Records from a data source
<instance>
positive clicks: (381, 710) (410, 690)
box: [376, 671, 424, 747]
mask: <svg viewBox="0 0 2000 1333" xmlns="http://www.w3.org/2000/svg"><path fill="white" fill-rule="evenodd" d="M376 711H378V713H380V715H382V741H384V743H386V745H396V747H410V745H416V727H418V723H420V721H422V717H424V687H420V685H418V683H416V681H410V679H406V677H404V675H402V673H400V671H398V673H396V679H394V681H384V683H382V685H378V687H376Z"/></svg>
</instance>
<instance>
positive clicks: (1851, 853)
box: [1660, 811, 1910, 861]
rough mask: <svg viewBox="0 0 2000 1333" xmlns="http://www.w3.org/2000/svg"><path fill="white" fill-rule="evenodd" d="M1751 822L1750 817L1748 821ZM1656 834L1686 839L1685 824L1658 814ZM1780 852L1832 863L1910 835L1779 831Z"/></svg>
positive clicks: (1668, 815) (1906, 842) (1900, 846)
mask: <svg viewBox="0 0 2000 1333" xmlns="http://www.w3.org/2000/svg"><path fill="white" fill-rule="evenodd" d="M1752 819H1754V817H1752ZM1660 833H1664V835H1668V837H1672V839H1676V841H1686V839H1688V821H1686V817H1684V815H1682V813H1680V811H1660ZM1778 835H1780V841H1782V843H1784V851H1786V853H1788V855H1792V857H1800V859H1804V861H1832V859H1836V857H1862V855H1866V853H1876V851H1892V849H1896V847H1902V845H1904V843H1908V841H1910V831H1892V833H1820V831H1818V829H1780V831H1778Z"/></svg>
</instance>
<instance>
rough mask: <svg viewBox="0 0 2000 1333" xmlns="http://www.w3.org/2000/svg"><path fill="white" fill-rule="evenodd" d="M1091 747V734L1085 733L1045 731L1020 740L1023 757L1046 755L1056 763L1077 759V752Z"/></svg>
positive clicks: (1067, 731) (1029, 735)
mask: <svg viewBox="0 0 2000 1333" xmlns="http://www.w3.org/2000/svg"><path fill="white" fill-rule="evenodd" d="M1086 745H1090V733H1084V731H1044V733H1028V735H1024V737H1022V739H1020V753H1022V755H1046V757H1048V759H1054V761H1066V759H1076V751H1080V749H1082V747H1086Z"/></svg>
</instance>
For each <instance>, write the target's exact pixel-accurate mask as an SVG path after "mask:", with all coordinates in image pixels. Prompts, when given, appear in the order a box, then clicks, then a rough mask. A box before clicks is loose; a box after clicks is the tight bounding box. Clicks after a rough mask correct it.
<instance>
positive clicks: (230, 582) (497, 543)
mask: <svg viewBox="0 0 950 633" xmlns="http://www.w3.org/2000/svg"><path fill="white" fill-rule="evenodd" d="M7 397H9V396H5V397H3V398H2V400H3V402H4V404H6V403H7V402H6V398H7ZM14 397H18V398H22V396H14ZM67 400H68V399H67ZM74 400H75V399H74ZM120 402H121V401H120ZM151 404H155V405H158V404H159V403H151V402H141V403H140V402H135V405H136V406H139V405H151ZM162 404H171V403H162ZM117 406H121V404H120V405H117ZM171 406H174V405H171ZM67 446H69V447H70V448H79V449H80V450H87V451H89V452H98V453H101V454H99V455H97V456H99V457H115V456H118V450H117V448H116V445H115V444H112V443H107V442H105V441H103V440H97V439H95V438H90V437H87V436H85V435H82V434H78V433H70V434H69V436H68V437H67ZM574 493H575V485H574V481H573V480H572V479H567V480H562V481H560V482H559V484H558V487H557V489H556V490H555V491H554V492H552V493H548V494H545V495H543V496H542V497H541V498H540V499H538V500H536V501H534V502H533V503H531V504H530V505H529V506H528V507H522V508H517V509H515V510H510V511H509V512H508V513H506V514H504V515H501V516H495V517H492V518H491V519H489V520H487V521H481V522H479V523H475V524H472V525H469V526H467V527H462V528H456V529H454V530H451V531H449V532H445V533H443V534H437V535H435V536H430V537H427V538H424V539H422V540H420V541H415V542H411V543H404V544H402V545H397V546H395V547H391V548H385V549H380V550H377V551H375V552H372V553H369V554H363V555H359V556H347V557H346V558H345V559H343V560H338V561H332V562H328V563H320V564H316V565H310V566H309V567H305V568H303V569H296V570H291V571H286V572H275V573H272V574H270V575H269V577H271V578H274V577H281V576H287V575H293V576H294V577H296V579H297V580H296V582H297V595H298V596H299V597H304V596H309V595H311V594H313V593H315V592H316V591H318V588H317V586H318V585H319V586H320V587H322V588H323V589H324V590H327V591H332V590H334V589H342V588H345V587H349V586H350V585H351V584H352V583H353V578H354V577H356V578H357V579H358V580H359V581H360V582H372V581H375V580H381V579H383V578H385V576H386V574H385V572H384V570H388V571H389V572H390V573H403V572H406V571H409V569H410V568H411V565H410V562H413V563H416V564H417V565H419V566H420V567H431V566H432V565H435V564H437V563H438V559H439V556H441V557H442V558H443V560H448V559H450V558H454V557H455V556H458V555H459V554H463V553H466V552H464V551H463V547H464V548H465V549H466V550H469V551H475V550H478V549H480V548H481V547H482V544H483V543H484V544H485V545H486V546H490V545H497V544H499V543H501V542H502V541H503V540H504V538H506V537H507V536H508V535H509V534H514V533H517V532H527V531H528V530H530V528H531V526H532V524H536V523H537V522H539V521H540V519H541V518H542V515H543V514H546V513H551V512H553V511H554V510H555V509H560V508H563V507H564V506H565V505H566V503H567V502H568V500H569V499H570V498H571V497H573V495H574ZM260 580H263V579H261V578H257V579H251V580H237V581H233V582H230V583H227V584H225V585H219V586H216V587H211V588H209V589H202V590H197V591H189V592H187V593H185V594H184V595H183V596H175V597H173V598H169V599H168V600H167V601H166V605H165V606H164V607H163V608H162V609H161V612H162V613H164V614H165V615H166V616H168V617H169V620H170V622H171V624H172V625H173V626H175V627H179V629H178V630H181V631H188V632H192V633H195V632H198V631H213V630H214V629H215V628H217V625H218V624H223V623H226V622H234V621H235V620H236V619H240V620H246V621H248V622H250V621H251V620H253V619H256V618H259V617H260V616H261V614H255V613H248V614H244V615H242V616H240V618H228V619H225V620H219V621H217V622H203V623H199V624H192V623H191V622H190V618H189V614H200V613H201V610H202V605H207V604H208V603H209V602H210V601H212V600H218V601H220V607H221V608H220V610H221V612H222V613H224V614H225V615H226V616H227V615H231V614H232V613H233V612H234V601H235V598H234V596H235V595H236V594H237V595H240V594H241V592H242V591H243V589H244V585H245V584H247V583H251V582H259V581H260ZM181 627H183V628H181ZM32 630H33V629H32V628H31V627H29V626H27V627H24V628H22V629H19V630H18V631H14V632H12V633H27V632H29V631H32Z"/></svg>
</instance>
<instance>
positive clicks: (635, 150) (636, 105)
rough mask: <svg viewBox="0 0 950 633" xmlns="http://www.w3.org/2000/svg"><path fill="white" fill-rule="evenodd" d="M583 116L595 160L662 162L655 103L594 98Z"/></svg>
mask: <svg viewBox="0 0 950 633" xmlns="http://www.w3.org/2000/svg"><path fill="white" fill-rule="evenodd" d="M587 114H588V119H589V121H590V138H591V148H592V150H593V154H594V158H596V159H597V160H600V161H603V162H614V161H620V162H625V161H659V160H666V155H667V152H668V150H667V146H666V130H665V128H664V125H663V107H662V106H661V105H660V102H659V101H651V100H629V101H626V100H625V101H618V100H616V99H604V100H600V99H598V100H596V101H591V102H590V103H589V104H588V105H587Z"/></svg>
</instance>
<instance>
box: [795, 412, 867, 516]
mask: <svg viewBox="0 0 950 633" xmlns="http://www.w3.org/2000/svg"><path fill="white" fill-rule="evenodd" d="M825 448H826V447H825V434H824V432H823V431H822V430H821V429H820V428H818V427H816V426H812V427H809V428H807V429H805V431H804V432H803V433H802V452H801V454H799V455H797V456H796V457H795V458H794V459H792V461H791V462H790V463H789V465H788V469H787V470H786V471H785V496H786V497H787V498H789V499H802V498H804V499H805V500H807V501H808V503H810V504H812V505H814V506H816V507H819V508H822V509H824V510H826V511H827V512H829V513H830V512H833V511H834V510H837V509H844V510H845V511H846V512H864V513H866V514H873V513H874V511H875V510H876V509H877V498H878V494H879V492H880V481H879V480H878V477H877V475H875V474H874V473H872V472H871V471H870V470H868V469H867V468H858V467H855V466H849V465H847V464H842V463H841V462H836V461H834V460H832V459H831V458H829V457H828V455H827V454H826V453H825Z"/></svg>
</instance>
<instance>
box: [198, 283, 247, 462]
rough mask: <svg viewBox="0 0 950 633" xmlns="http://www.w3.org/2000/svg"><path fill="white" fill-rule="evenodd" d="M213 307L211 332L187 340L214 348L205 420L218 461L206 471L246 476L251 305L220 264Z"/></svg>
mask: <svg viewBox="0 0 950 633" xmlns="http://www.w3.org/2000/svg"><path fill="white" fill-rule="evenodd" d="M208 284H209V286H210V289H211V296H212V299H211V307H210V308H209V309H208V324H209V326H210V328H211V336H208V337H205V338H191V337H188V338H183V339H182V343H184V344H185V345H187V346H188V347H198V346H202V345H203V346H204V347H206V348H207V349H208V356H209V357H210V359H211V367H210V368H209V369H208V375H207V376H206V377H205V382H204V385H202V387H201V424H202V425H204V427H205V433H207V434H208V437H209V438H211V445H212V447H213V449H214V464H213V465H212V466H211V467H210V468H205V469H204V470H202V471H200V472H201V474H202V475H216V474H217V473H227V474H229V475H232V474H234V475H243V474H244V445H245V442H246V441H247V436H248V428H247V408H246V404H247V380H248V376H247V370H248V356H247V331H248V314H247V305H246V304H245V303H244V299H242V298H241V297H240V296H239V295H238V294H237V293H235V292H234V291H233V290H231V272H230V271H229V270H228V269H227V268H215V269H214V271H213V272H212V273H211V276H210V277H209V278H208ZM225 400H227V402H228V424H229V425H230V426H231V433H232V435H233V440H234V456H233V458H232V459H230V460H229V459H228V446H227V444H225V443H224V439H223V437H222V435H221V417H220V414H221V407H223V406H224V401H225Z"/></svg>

• _WHAT TO DO_: Retype the entries exactly from the first line, stopping after the line with "box: [1660, 811, 1910, 861]".

• _FINISHED TASK_:
<instance>
positive clicks: (381, 710) (410, 690)
box: [376, 671, 424, 747]
mask: <svg viewBox="0 0 2000 1333" xmlns="http://www.w3.org/2000/svg"><path fill="white" fill-rule="evenodd" d="M376 711H378V713H380V715H382V741H384V743H386V745H396V747H410V745H416V727H418V723H420V721H422V717H424V687H420V685H418V683H416V681H410V679H406V677H404V675H402V673H400V671H398V673H396V679H394V681H384V683H382V685H378V687H376Z"/></svg>
</instance>
<instance>
positive clicks: (1851, 853)
box: [1660, 811, 1910, 861]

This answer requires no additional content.